# The LP Cover Challenge



## Ukko (Jun 4, 2010)

Lots of seriousness floating around here lately. As an educational _and_ entertaining break, I offer this:

The LP cover revealed here was published by Westminster Records to, ah, cover the release of a famous classical work by a famous British composer. I have removed the Identifying caption. Care to make a guess?

View attachment 9879


----------



## KenOC (Mar 7, 2011)

Planets. This whole Westminster Gold series was a hoot. Check out Wagner...and this one.


----------



## crmoorhead (Apr 6, 2011)

KenOC said:


> Planets. This whole Westminster Gold series was a hoot. Check out Wagner...and this one.


Nice bust!


----------



## HarpsichordConcerto (Jan 1, 2010)

Hilltroll72 said:


> Lots of seriousness floating around here lately. As an educational _and_ entertaining break, I offer this:
> 
> The LP cover revealed here was published by Westminster Records to, ah, cover the release of a famous classical work by a famous British composer. I have removed the Identifying caption. Care to make a guess?
> 
> View attachment 9879


Wagner opera.


----------



## crmoorhead (Apr 6, 2011)

@ KenOC. On your suggestion, I did a google search on the Westminster Gold covers. Some of those are truly mind-boggling. My favourite is this one: http://www.kimbawlion.com/westminstergold/WGM-8113a.jpg

I'm totally mystified with this one. Is it Bream plays Bach (at tennis)? The long black lace sleeves are.... interesting.


----------



## Ukko (Jun 4, 2010)

__Dataset rows__
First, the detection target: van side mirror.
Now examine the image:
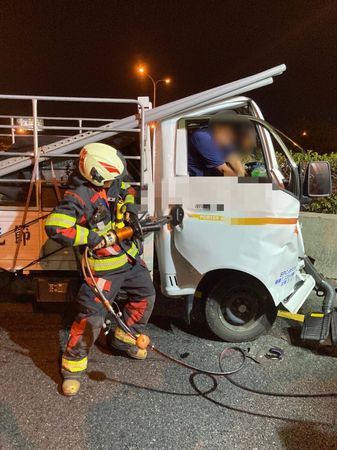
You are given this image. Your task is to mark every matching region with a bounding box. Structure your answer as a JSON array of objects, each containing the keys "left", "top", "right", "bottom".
[{"left": 303, "top": 161, "right": 332, "bottom": 198}]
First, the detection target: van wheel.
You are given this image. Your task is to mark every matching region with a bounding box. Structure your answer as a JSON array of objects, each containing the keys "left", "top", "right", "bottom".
[{"left": 205, "top": 278, "right": 277, "bottom": 342}]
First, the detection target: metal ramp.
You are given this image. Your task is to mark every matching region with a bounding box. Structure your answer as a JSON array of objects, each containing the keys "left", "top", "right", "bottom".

__The tasks__
**1.** According to the LP cover thread, which record company published the cover in the opening post?
**2.** Retype the lines of the records from the line containing "First, the detection target: van wheel." through the last line of the records, including both ends.
The records are unrelated to the thread.

__Final results__
**1.** Westminster Records

**2.**
First, the detection target: van wheel.
You are given this image. Your task is to mark every matching region with a bounding box. Structure your answer as a JSON array of objects, each containing the keys "left", "top", "right", "bottom".
[{"left": 205, "top": 278, "right": 277, "bottom": 342}]
First, the detection target: metal ramp.
You are given this image. Your task is to mark every matching region with a bounding box. Structure your answer as a JSON array of objects, each containing the keys "left", "top", "right", "bottom".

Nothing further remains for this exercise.